WHAT TO WORK ON
Only an exact copy of the lines from the one containing "Would you be so kind as to detect the brown" through the last line of the material below belongs in the answer, with no pictures.

DATA PROVIDED
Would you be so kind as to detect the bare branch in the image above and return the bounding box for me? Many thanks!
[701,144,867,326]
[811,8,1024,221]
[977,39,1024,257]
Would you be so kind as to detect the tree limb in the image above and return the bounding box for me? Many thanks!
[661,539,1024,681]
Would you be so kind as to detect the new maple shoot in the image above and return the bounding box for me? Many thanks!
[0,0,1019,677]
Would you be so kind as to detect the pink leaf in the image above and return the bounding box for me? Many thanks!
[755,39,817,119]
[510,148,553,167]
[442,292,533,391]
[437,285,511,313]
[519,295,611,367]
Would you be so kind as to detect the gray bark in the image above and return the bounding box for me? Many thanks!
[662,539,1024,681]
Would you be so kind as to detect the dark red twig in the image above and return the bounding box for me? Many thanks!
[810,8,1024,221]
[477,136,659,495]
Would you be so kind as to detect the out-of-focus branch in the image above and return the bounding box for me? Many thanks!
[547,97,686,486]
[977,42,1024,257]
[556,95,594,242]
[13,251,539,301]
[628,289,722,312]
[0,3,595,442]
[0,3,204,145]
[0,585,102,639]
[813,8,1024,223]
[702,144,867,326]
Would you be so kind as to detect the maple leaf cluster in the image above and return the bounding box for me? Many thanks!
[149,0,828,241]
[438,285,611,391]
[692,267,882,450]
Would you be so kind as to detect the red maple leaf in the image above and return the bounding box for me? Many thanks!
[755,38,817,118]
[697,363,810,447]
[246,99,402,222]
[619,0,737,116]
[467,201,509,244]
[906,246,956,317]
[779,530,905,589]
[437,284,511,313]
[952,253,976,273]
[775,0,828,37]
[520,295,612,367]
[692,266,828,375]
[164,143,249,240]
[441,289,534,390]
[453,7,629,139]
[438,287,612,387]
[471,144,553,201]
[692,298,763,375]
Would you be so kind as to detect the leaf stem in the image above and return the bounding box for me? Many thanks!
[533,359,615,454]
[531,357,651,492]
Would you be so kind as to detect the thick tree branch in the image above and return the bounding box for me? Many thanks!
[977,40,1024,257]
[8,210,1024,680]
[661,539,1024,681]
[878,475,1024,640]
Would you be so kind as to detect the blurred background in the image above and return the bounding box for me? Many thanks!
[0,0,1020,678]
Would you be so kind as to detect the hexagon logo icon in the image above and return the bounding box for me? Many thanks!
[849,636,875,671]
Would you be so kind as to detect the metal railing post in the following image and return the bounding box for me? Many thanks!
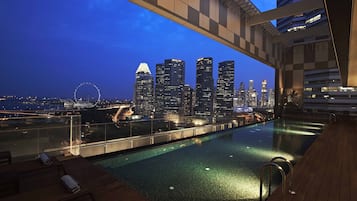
[70,116,73,154]
[151,118,153,135]
[129,121,132,137]
[104,123,107,141]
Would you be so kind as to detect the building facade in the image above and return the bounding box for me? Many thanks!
[195,57,214,121]
[134,63,154,117]
[247,80,258,107]
[155,59,185,117]
[182,84,195,116]
[155,63,165,117]
[304,68,357,116]
[268,88,275,108]
[260,80,268,107]
[237,82,246,107]
[216,60,235,122]
[277,0,327,33]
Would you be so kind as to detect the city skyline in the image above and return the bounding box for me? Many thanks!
[134,57,274,118]
[0,0,275,99]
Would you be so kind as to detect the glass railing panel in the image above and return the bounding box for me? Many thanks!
[104,122,131,140]
[81,123,106,143]
[0,128,39,160]
[0,115,81,161]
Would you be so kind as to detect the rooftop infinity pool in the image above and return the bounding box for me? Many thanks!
[93,119,325,201]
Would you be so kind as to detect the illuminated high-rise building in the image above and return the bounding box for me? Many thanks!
[183,84,194,116]
[260,80,268,108]
[216,61,235,122]
[268,88,275,108]
[247,80,258,107]
[155,63,165,117]
[134,63,154,117]
[155,59,185,117]
[237,82,246,107]
[195,57,214,121]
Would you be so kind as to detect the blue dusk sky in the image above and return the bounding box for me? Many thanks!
[0,0,276,100]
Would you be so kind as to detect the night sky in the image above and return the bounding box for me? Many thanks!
[0,0,276,99]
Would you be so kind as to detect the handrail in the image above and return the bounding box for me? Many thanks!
[271,156,295,195]
[260,162,286,201]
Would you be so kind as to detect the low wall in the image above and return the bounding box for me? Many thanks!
[79,123,233,158]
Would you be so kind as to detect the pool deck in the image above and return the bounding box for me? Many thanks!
[0,156,148,201]
[267,118,357,201]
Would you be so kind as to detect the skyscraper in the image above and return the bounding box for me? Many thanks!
[155,59,185,117]
[277,0,326,33]
[134,63,154,117]
[268,88,275,108]
[247,80,258,107]
[155,63,165,117]
[195,57,214,122]
[260,80,268,108]
[216,61,235,122]
[182,84,194,116]
[237,82,246,107]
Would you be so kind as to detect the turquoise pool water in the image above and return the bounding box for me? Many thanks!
[93,120,325,201]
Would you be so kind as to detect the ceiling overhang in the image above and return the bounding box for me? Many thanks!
[221,0,280,36]
[324,0,355,86]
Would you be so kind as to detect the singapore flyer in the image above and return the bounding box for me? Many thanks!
[73,82,101,108]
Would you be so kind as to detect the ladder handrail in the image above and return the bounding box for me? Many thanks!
[271,156,294,189]
[259,162,286,201]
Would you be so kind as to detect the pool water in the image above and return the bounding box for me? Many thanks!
[93,120,325,201]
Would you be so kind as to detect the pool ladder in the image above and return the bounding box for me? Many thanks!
[259,156,295,201]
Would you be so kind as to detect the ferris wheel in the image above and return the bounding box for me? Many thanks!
[73,82,101,108]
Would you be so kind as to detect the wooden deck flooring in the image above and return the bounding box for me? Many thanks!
[0,156,148,201]
[267,119,357,201]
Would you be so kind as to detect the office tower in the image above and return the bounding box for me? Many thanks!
[155,59,185,117]
[304,68,357,115]
[183,84,194,116]
[195,57,214,122]
[277,0,326,33]
[134,63,154,117]
[268,88,275,108]
[216,61,235,122]
[155,64,165,117]
[247,80,258,107]
[237,82,246,107]
[248,80,254,91]
[233,90,239,109]
[260,80,268,108]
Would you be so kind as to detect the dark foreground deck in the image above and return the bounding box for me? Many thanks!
[0,156,148,201]
[267,119,357,201]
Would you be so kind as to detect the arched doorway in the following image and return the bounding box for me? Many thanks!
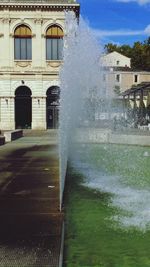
[46,86,60,129]
[15,86,32,129]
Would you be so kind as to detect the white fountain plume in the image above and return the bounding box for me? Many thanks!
[58,12,150,231]
[59,12,103,207]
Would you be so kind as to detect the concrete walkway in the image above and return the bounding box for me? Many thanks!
[0,130,62,267]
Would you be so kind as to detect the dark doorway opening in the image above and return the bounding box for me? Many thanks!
[15,86,32,129]
[46,86,60,129]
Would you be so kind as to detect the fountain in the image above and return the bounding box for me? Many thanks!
[59,11,103,207]
[59,11,150,231]
[59,11,150,267]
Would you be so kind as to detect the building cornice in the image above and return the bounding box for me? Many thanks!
[0,1,80,17]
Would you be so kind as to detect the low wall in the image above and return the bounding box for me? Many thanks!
[3,130,23,142]
[109,133,150,146]
[0,136,5,146]
[76,128,150,146]
[76,128,110,143]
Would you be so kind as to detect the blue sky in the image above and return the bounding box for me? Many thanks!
[78,0,150,46]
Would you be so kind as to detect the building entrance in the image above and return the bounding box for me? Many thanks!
[15,86,32,129]
[46,86,59,129]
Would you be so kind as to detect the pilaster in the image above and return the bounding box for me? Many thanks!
[1,16,11,68]
[32,97,46,130]
[32,17,43,68]
[0,97,15,130]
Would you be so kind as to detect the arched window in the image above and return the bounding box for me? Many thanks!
[46,25,63,60]
[14,25,32,60]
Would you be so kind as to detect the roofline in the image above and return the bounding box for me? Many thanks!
[109,70,150,74]
[0,2,80,6]
[121,82,150,96]
[0,2,80,17]
[103,51,131,60]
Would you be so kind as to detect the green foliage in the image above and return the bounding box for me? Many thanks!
[104,37,150,70]
[114,85,120,95]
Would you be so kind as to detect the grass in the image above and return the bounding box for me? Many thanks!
[64,144,150,267]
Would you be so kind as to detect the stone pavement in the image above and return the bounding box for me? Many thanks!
[0,130,63,267]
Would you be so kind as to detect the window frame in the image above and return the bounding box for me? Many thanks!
[14,25,32,61]
[134,74,139,83]
[46,25,64,61]
[115,73,121,83]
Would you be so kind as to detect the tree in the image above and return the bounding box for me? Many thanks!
[131,41,145,70]
[104,43,119,53]
[119,44,132,58]
[114,85,120,95]
[104,37,150,70]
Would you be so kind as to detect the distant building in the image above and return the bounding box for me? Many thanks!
[100,51,150,98]
[100,51,131,69]
[102,71,150,98]
[0,0,80,130]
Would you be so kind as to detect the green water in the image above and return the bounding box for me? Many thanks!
[64,144,150,267]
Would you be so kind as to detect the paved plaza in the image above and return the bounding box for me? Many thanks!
[0,130,62,267]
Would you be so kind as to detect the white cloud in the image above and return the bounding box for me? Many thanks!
[144,24,150,34]
[116,0,150,5]
[93,29,143,37]
[92,24,150,37]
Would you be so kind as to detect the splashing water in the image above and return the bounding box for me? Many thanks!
[59,12,149,231]
[71,152,150,231]
[59,12,103,206]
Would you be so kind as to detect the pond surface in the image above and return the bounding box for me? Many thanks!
[64,144,150,267]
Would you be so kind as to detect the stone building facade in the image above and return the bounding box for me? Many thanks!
[103,71,150,98]
[101,52,150,97]
[0,0,79,130]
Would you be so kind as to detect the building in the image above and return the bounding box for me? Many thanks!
[100,51,131,69]
[122,82,150,117]
[0,0,80,130]
[100,52,150,97]
[103,70,150,98]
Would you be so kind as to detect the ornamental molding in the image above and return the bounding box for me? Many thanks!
[10,19,35,34]
[15,61,32,68]
[42,19,53,25]
[9,18,18,24]
[43,20,64,32]
[12,80,34,95]
[34,18,43,24]
[43,80,60,94]
[46,61,62,68]
[2,18,11,24]
[0,4,80,17]
[10,33,36,37]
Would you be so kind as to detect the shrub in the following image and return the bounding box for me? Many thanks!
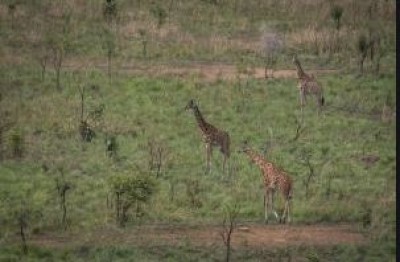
[109,173,157,226]
[330,5,344,31]
[10,129,24,159]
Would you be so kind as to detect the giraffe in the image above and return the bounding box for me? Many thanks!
[185,99,230,173]
[239,141,293,224]
[292,54,325,111]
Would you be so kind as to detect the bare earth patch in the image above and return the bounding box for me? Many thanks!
[63,59,337,82]
[27,223,366,250]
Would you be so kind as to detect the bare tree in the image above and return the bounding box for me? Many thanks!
[220,204,240,262]
[138,29,148,58]
[299,148,330,199]
[105,135,118,158]
[51,44,64,90]
[261,31,283,78]
[46,6,73,90]
[37,49,49,82]
[55,168,71,230]
[17,208,28,254]
[0,110,13,160]
[357,34,369,75]
[103,0,117,27]
[77,84,95,142]
[330,5,344,31]
[292,115,306,142]
[184,178,202,208]
[102,28,116,86]
[8,3,16,30]
[148,138,169,178]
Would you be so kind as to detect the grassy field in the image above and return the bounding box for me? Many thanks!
[0,0,396,261]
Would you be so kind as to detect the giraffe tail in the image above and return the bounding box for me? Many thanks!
[321,96,325,106]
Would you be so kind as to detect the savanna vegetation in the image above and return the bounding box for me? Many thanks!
[0,0,396,261]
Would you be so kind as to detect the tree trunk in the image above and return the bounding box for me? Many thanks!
[115,192,120,224]
[19,218,28,254]
[359,57,365,75]
[40,60,47,82]
[264,65,268,79]
[56,68,61,89]
[61,193,67,230]
[226,235,231,262]
[107,49,112,85]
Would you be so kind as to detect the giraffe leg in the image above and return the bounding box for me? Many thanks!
[286,199,291,223]
[271,190,280,222]
[205,143,212,173]
[264,189,269,224]
[222,154,228,174]
[317,93,324,116]
[281,198,289,224]
[299,89,305,110]
[222,154,227,174]
[303,92,308,105]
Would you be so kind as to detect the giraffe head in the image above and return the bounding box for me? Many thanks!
[184,99,197,111]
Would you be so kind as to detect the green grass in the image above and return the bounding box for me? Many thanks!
[0,0,396,260]
[0,68,396,260]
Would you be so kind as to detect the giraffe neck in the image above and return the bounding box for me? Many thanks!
[244,148,269,170]
[192,105,209,134]
[294,59,307,79]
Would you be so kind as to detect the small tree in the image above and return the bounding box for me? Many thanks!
[150,3,167,29]
[5,195,44,255]
[298,147,330,199]
[292,115,306,142]
[220,203,240,262]
[77,84,96,143]
[148,138,169,178]
[300,150,314,199]
[103,0,117,27]
[330,5,344,31]
[51,43,64,90]
[16,205,29,254]
[47,7,72,90]
[138,29,148,58]
[10,128,24,159]
[369,32,383,75]
[357,34,369,75]
[0,117,13,161]
[183,178,202,208]
[261,31,283,78]
[102,28,116,85]
[36,47,49,82]
[109,173,156,227]
[55,168,71,230]
[8,2,16,30]
[105,135,118,158]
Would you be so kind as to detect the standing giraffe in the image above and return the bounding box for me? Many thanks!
[185,99,230,173]
[239,141,293,224]
[292,54,325,110]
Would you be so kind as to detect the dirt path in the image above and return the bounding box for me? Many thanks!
[27,223,366,250]
[63,59,338,81]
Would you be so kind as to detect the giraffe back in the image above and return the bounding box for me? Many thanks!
[299,79,321,94]
[262,162,293,200]
[242,146,293,199]
[201,122,230,157]
[300,78,324,106]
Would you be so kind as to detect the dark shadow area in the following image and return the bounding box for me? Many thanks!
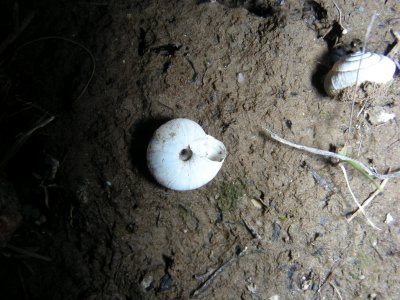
[0,0,106,299]
[302,0,327,22]
[311,51,331,96]
[311,20,350,96]
[129,117,170,183]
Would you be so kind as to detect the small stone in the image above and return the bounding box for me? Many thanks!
[141,275,154,291]
[159,273,172,292]
[367,107,395,125]
[250,198,263,209]
[385,213,395,224]
[237,72,245,83]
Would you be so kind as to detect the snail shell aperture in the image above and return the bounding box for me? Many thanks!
[147,118,227,191]
[324,51,396,96]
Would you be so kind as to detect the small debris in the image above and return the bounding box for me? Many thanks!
[250,198,263,209]
[191,246,254,298]
[194,268,215,282]
[246,277,257,294]
[319,216,330,226]
[272,221,281,241]
[303,161,335,192]
[150,44,181,56]
[237,72,245,83]
[385,213,395,225]
[241,215,262,240]
[269,295,280,300]
[158,273,173,292]
[367,107,395,125]
[301,277,312,290]
[141,275,154,291]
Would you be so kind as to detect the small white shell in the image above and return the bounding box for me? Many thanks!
[147,118,226,191]
[324,52,396,96]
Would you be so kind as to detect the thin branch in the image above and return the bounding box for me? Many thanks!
[330,282,344,300]
[347,12,377,142]
[340,165,381,230]
[263,128,400,180]
[191,247,249,298]
[332,1,348,34]
[347,176,389,222]
[5,244,52,262]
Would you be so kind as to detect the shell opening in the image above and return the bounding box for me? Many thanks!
[208,151,225,162]
[179,147,193,161]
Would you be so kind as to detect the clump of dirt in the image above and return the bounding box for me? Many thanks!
[1,0,400,299]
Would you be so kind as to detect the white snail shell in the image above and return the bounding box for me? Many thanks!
[324,52,396,96]
[147,118,227,191]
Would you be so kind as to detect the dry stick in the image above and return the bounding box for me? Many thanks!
[347,175,390,222]
[330,282,344,300]
[241,215,262,240]
[388,30,400,69]
[191,247,254,298]
[263,128,400,180]
[332,0,348,34]
[347,12,377,143]
[5,244,52,262]
[16,36,96,104]
[388,30,400,59]
[339,164,381,230]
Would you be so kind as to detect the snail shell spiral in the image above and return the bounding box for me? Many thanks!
[147,118,226,191]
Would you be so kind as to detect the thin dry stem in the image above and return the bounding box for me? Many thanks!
[330,282,344,300]
[332,1,347,34]
[347,176,389,222]
[340,164,381,230]
[5,244,52,261]
[388,30,400,59]
[347,12,378,143]
[263,128,400,180]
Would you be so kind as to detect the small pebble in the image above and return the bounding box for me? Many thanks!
[385,213,395,225]
[141,275,154,291]
[367,107,395,125]
[237,72,245,83]
[159,273,173,292]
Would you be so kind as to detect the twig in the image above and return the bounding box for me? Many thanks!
[332,1,348,34]
[263,128,400,180]
[191,247,250,298]
[347,175,389,222]
[318,271,334,294]
[388,30,400,59]
[340,164,381,230]
[194,268,215,282]
[330,282,344,300]
[241,215,262,240]
[347,12,377,142]
[5,244,52,262]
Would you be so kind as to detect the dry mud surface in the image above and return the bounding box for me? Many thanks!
[1,0,400,299]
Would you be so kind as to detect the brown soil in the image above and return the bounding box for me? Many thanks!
[1,0,399,299]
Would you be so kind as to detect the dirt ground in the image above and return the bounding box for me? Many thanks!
[1,0,399,299]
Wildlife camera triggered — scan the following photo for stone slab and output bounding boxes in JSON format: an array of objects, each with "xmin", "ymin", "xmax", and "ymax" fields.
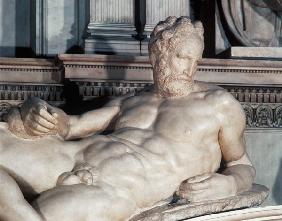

SOLUTION TO THE EXERCISE
Would you be so kind as to detect the brown soil in the image above and return the bounding box for me? Many thanks!
[1,0,399,299]
Would you be so kind as to detect the dirt ground in the image above and return the bounding box for me? Many thanks!
[1,0,399,299]
Wildlife camera triggered — scan the following photo for stone slab and output bounding boxes in JSON format: an array of objects, each with "xmin", "ymin", "xmax", and "ymax" fields.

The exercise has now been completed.